Text segment:

Setting rules for your own behavior and those of others is one way of making sure things get off to a dandy start. The illustration here is of my mental welcome sign, inspired by the behavior of my ex.
- Tolerate abusive behavior
No more excuses such as “she/he didn’t mean it,” “it’s just the way she/he is,” “everyone does this now again when he/she is frustrated” or whatever excuse and form of denial comes to mind. And, yes, it includes your own behavior as well as those of other people, even those you may be related to. Normalizing abuse isn’t healthy and happens also to enable the behavior.
Among the abusive behaviors you should no longer allow in your life are name-calling, scapegoating, gaslighting, stonewalling, and any other behavior that is intended to make you feel lousy about yourself or motivated by a need to control you.
Abuse is never okay.
- Let someone control you (or be the controller)

Aim a:
Return each line of the records that contains the string "road".
The records have no connection to the text.

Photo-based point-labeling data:
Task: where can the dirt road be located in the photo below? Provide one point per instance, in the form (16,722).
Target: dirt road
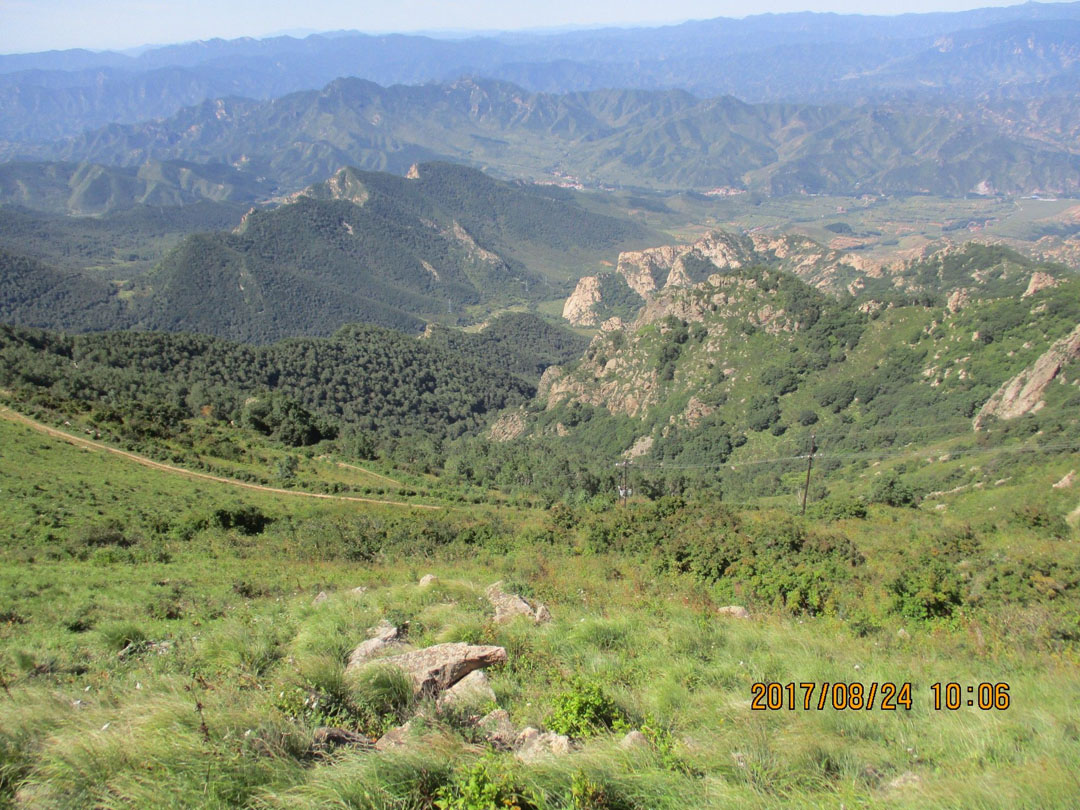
(90,444)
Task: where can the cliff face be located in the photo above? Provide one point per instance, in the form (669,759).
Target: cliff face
(623,368)
(647,273)
(1023,393)
(580,308)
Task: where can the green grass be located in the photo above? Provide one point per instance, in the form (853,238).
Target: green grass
(179,671)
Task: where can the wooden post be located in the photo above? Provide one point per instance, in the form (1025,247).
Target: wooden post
(806,488)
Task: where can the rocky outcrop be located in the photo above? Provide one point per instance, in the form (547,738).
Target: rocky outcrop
(386,640)
(509,606)
(326,739)
(497,729)
(532,744)
(508,427)
(395,738)
(434,669)
(958,300)
(1039,281)
(646,271)
(634,740)
(580,308)
(1066,481)
(473,690)
(1023,393)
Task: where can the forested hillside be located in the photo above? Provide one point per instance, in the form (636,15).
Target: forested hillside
(448,243)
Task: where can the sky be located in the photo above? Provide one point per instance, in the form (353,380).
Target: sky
(41,25)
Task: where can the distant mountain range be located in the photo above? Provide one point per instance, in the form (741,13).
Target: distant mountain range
(663,139)
(1016,52)
(361,246)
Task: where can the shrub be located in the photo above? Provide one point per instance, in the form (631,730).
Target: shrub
(485,785)
(583,710)
(893,491)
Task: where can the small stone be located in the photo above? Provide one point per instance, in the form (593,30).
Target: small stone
(1065,483)
(736,611)
(905,781)
(531,745)
(327,738)
(395,738)
(508,606)
(498,729)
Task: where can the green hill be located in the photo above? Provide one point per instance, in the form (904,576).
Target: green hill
(448,243)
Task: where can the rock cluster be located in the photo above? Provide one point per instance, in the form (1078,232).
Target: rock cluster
(509,606)
(1023,393)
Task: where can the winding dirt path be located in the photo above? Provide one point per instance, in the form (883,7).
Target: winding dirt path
(13,416)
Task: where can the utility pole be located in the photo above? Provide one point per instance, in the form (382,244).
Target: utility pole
(813,447)
(624,489)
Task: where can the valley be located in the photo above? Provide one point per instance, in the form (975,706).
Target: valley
(628,418)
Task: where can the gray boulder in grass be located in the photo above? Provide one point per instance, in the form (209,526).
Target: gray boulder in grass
(472,690)
(509,606)
(435,669)
(387,638)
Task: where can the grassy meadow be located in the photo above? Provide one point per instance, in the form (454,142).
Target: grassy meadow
(161,645)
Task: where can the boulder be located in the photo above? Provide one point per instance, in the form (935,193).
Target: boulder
(387,639)
(905,781)
(474,689)
(508,606)
(1067,481)
(395,738)
(734,611)
(327,738)
(498,729)
(532,744)
(435,669)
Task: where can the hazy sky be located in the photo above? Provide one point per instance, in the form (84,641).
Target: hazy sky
(39,25)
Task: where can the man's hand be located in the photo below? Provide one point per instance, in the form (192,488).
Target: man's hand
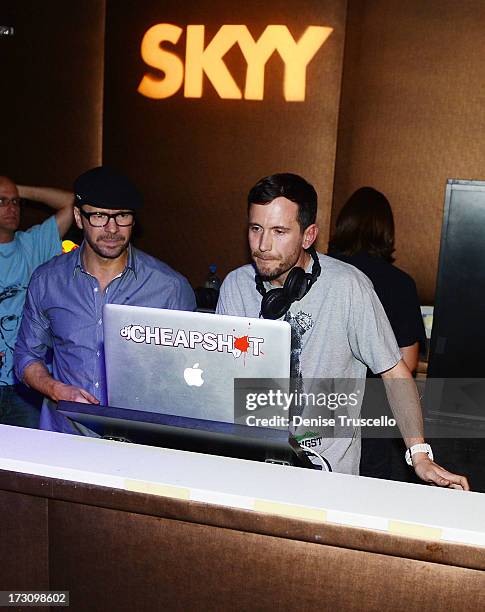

Aim b:
According to the text on abusive behavior, what else does normalizing abuse happen to do besides being unhealthy?

Exercise result a:
Task: where can the dirt road be located in the photo below? Provide one point per instance, in the form (16,722).
Target: dirt road

Exercise result b:
It enables the behavior.